**Collected data**
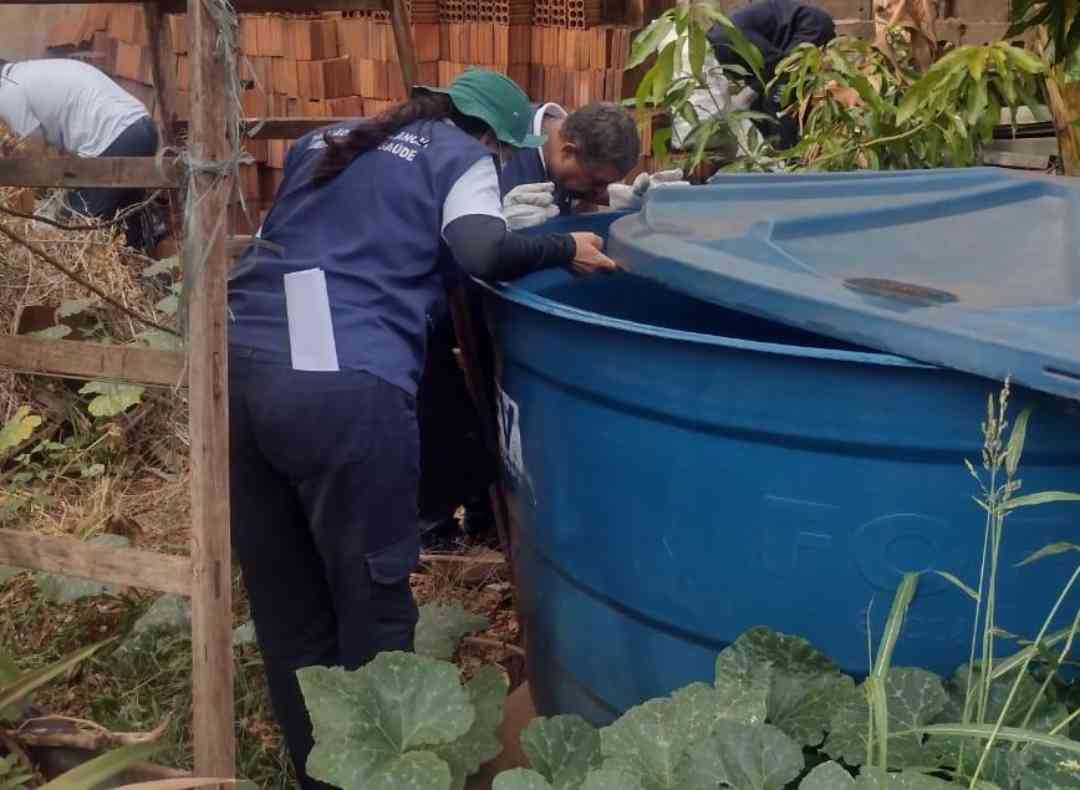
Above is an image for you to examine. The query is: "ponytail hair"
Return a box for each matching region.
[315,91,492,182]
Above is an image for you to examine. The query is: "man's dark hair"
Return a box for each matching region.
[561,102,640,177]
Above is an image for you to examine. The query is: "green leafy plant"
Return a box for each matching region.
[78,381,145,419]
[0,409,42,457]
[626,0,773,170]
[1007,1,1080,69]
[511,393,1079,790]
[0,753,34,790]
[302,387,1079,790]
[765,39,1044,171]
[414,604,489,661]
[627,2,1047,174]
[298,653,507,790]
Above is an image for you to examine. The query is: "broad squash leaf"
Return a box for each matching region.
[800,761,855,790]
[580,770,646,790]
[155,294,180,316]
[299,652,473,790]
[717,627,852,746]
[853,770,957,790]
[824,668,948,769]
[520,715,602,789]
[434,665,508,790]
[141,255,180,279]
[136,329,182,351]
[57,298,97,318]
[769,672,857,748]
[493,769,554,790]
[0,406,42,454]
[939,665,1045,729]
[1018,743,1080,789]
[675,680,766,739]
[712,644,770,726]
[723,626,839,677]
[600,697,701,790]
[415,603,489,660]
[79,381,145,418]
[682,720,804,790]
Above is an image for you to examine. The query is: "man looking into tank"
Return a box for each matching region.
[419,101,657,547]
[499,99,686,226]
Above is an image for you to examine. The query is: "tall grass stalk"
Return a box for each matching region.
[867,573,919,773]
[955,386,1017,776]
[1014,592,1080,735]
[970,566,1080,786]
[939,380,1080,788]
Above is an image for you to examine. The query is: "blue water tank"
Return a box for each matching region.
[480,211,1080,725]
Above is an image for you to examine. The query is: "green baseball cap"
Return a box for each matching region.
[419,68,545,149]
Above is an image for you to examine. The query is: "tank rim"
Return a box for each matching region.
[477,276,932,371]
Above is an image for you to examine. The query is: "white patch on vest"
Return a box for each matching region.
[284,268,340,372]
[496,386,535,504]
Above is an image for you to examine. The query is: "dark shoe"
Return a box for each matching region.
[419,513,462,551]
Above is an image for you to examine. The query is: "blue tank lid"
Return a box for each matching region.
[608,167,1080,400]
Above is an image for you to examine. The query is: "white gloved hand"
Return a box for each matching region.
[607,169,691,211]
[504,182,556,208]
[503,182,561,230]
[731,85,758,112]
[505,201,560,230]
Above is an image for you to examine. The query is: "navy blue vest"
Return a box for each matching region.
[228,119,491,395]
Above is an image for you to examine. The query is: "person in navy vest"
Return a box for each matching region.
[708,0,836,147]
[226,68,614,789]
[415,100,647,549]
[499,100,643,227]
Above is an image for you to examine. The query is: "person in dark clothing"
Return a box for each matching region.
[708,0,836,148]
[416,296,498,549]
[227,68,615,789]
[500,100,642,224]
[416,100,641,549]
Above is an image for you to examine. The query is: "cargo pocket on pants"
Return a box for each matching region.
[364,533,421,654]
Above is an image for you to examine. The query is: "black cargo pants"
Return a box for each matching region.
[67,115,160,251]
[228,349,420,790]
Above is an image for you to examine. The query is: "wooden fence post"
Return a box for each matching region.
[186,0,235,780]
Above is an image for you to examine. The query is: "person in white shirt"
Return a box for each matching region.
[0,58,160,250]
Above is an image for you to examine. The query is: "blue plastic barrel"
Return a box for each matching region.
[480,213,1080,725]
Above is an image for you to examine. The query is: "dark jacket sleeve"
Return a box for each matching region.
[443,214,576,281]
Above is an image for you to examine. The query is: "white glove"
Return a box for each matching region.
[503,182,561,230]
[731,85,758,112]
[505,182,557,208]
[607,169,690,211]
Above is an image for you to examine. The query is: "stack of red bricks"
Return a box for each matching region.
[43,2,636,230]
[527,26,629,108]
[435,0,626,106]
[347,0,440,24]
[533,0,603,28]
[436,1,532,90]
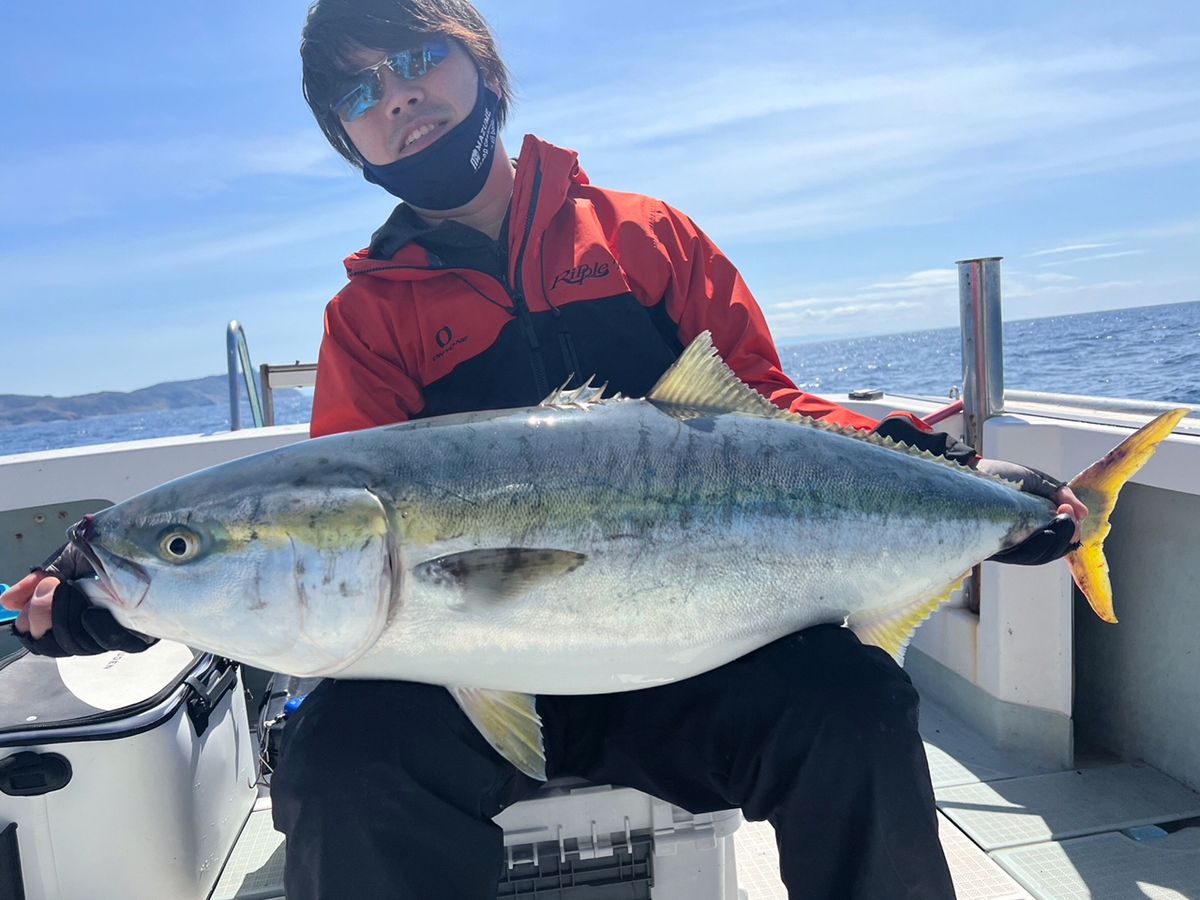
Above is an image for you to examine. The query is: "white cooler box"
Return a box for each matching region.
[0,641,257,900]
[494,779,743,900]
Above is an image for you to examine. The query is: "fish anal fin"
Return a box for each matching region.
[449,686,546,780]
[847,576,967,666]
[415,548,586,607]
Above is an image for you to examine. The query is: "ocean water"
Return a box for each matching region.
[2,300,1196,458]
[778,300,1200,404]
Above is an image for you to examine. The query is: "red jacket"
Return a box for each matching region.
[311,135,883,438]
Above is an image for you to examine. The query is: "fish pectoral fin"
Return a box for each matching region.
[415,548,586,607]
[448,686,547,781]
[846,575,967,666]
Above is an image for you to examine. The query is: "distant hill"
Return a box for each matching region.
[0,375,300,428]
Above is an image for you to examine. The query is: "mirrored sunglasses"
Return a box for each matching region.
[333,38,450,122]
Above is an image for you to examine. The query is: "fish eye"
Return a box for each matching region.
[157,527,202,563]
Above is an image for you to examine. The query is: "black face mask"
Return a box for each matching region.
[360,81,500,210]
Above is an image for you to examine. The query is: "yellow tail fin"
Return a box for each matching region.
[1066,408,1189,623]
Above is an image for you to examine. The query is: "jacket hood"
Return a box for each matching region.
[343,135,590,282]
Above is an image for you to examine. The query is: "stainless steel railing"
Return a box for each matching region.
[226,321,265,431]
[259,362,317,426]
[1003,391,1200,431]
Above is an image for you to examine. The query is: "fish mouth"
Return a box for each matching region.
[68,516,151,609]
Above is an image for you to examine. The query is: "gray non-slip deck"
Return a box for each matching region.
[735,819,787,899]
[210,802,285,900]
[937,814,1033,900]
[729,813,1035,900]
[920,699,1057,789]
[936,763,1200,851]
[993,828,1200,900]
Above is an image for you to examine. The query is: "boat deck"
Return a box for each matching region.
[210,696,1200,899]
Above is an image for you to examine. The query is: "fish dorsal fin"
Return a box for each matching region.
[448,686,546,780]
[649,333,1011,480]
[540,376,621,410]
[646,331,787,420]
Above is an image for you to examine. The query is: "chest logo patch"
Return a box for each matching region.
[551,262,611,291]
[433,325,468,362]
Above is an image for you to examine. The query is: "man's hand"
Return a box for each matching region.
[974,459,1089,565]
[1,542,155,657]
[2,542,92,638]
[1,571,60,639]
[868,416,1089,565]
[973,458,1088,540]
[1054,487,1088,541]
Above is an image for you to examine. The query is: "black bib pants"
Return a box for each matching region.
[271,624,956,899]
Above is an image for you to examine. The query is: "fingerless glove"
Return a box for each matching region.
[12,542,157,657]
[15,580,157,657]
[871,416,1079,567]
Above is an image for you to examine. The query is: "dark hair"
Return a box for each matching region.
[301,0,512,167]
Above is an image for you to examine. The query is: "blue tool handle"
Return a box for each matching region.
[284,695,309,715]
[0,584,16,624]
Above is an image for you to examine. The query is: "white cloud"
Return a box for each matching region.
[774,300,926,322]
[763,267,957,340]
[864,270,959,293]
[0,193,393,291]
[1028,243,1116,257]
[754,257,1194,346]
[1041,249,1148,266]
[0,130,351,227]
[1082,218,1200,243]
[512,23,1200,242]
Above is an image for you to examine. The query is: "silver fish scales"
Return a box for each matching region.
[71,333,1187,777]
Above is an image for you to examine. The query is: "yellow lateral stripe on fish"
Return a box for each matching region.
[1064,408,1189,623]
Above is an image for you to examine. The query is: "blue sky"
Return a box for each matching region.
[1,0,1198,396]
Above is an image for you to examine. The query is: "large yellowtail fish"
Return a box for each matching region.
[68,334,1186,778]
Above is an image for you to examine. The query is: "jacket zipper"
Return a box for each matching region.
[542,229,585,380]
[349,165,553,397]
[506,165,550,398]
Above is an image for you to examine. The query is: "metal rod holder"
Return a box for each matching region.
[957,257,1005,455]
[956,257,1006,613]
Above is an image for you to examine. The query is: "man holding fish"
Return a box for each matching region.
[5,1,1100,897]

**Task details**
Repeat the records exactly but leave out the images.

**Response**
Above is an image for you to examine. The query is: "ponytail hair"
Return a box for each matching region.
[315,91,492,182]
Above is an image for you to examine. The query is: "man's dark hair"
Return a box for each matching region.
[561,102,640,177]
Above is an image for you to examine. The query is: "green leafy plant"
Return a box for each matching region.
[78,381,145,419]
[0,409,42,457]
[626,0,773,170]
[1007,1,1080,69]
[511,393,1079,790]
[0,753,34,790]
[302,387,1079,790]
[765,39,1044,171]
[414,604,489,661]
[627,2,1047,174]
[298,653,507,790]
Above is an image for you to examine. The query is: "broad squash leaf"
Return a box for each matching region.
[800,761,855,790]
[580,770,646,790]
[155,294,180,316]
[299,652,473,790]
[717,627,852,746]
[853,770,957,790]
[824,668,948,769]
[520,715,602,789]
[434,665,508,790]
[141,255,180,279]
[136,329,182,351]
[57,298,97,318]
[769,672,857,748]
[493,769,554,790]
[0,406,42,454]
[939,665,1045,729]
[1018,743,1080,789]
[675,680,766,739]
[712,644,770,726]
[723,626,839,677]
[600,697,701,790]
[415,603,489,660]
[79,381,145,418]
[682,720,804,790]
Above is an image for you to examine. The query is: "man looking into tank"
Return a box for each matching region.
[419,101,657,547]
[499,99,686,226]
Above is an image for you to examine. The query is: "tall grass stalk"
Return a box for each matching region.
[867,573,919,773]
[955,386,1017,776]
[1014,592,1080,735]
[970,566,1080,786]
[939,380,1080,788]
Above is an image for you to examine. The query is: "blue water tank"
Return a box for each matching region.
[480,211,1080,725]
Above is an image for you to examine. The query is: "green baseball cap"
Return a box for each matching region.
[419,68,545,149]
Above is an image for you to examine. The query is: "tank rim"
Return a box for each matching region.
[477,276,932,371]
Above is an image for you to examine. The query is: "white patch on vest"
Return a box for each matching region.
[284,268,340,372]
[496,386,535,504]
Above is an image for you to examine. The query is: "dark shoe"
Return a box for each matching region.
[419,513,462,551]
Above is an image for you to examine. The query is: "blue tank lid"
Return a box for each matching region.
[608,167,1080,400]
Above is an image for you to examine. The query is: "white gloved hand"
Return a box for each matching region.
[607,169,691,211]
[504,182,556,208]
[503,182,561,230]
[731,85,758,112]
[505,201,560,230]
Above is an image for you to examine. The query is: "navy blue vest"
Return a box for each matching region.
[228,119,491,395]
Above is an image for you to examine. The query is: "person in navy vest"
Return a box for each matching region.
[708,0,836,147]
[226,68,614,789]
[415,100,647,549]
[499,100,643,227]
Above is an image for you to examine. The query is: "person in dark clothing"
Return a box for each matching region.
[708,0,836,148]
[416,296,498,549]
[227,68,615,789]
[500,100,642,224]
[416,100,641,549]
Above is an image for you to examine. The query is: "cargo pocket on pants"
Return a box for each matching region.
[364,533,421,654]
Above is an image for you to examine. The query is: "black cargo pants"
Return a box for each matching region.
[67,115,160,251]
[228,349,420,790]
Above is an image for you to examine. The query is: "wooden fence post"
Return a box for each matching region.
[186,0,235,780]
Above is an image for you to examine. The query is: "person in white shirt"
Return a box for each matching region.
[0,58,160,250]
Above is an image for you to examine. The query is: "blue plastic barrel"
Return a box for each matching region.
[480,213,1080,725]
Above is an image for you to examine. The query is: "dark jacket sleeve"
Return a box for each matching region.
[443,214,576,281]
Above is an image for you to examine. The query is: "white glove"
Return a box for each matching region.
[503,182,561,230]
[731,85,758,112]
[505,182,557,208]
[607,169,690,211]
Above is an image for you to examine. The query is: "stack of red bricks"
Return a box for each matching region.
[43,2,636,230]
[527,26,629,108]
[435,0,626,106]
[347,0,440,24]
[533,0,603,28]
[436,1,532,90]
Above is an image for you to examine. The query is: "white cooler box"
Return a box for each matching region.
[0,641,257,900]
[494,779,743,900]
Above is an image for you to examine. The query is: "fish anal fin"
Return a box for each matching region.
[449,686,546,780]
[847,576,967,666]
[415,548,586,607]
Above is an image for you to examine. The query is: "ocean water"
Return a box for each matching region.
[2,300,1196,458]
[778,300,1200,404]
Above is an image for you to examine. The query is: "red jacket"
Return a box for each matching region.
[311,135,883,438]
Above is an image for you to examine. The query is: "fish pectoral fin"
Return a box for each matching region.
[415,548,586,607]
[448,686,547,781]
[846,575,967,666]
Above is an image for you to examine. The query is: "distant hill"
Return a box for each matching region.
[0,375,300,428]
Above is an image for you to examine. The query is: "mirrored sunglasses"
Return a box for each matching region.
[333,38,450,122]
Above is an image for you to examine. The query is: "fish eye"
Return a box for each matching region.
[157,527,202,563]
Above is an image for you to examine. The query is: "black face mask"
Return a box for each matching region.
[360,81,500,210]
Above is an image for you to examine. The query is: "yellow tail fin"
Return a box for each matching region.
[1066,408,1189,623]
Above is an image for you to examine. The query is: "jacket hood"
Return a box for each matching region.
[343,135,590,282]
Above is an image for you to examine. The query is: "stainless steel railing"
Return a box for each matching region.
[226,321,265,431]
[259,362,317,426]
[1003,391,1200,431]
Above is an image for you to examine. The query is: "fish mouth"
Return a box for each matching region.
[68,516,151,609]
Above is an image for you to examine. The query is: "gray non-slip deck"
Return a box for each matching region.
[735,819,787,899]
[210,802,285,900]
[937,814,1033,900]
[729,813,1035,900]
[920,699,1057,789]
[936,763,1200,851]
[993,828,1200,900]
Above is an image for you to examine. The query is: "boat deck"
Return a box for each matching region.
[210,696,1200,899]
Above is an image for you to examine. The query is: "fish dorsal fin"
Return a box for each matching region.
[448,686,546,780]
[649,333,1011,480]
[540,376,621,410]
[646,331,787,420]
Above is an image for you to examine. The query is: "chest logo patch"
Return a box for each matching region.
[551,262,611,291]
[433,325,468,362]
Above is an image for you to examine. The query is: "man's hand"
Return a box for each matching region.
[974,459,1089,565]
[1,542,155,657]
[2,542,92,638]
[1,571,60,639]
[868,416,1089,565]
[973,458,1088,540]
[1054,487,1088,541]
Above is an image for you to examine. The query is: "black bib pants"
Return a box for each matching region.
[271,624,956,899]
Above is an image for you to examine. The query is: "fingerless glove"
Return a box for each matching region.
[12,542,157,657]
[15,580,157,657]
[871,416,1079,567]
Above is an image for you to examine. The query is: "dark hair"
Return a box for each matching region.
[301,0,512,167]
Above is an image for you to examine. The query is: "blue tool handle"
Return a box for each matching region.
[284,695,309,715]
[0,584,16,624]
Above is an image for you to examine. The query is: "white cloud"
Return a box for each matching region.
[774,300,926,322]
[763,267,957,340]
[864,270,959,293]
[0,193,393,291]
[1028,243,1116,257]
[754,257,1194,346]
[1041,249,1148,266]
[0,130,351,227]
[1082,218,1200,243]
[512,23,1200,242]
Above is an image for you to examine. The query is: "silver fish scales"
Return a box for each matching region.
[71,333,1187,777]
Above is an image for you to examine. The query is: "yellow lateral stripe on fish"
Return a box for each matching region.
[1064,408,1189,623]
Above is an image for you to examine. The query is: "blue sky"
Return a box for each matching region.
[1,0,1198,396]
Above is an image for you to examine. The query is: "large yellowtail fish"
Return a box for each matching region.
[68,334,1186,778]
Above is an image for you to examine. The query is: "jacket zipper"
Return a box for each matching region.
[542,229,585,380]
[349,165,553,397]
[506,165,550,398]
Above is an image for you to examine. The query is: "metal rod holder"
Return a box for each matching region.
[957,257,1005,455]
[956,257,1006,613]
Above is an image for you to examine. The query is: "man holding fish"
Return a box for each matching region.
[5,1,1100,897]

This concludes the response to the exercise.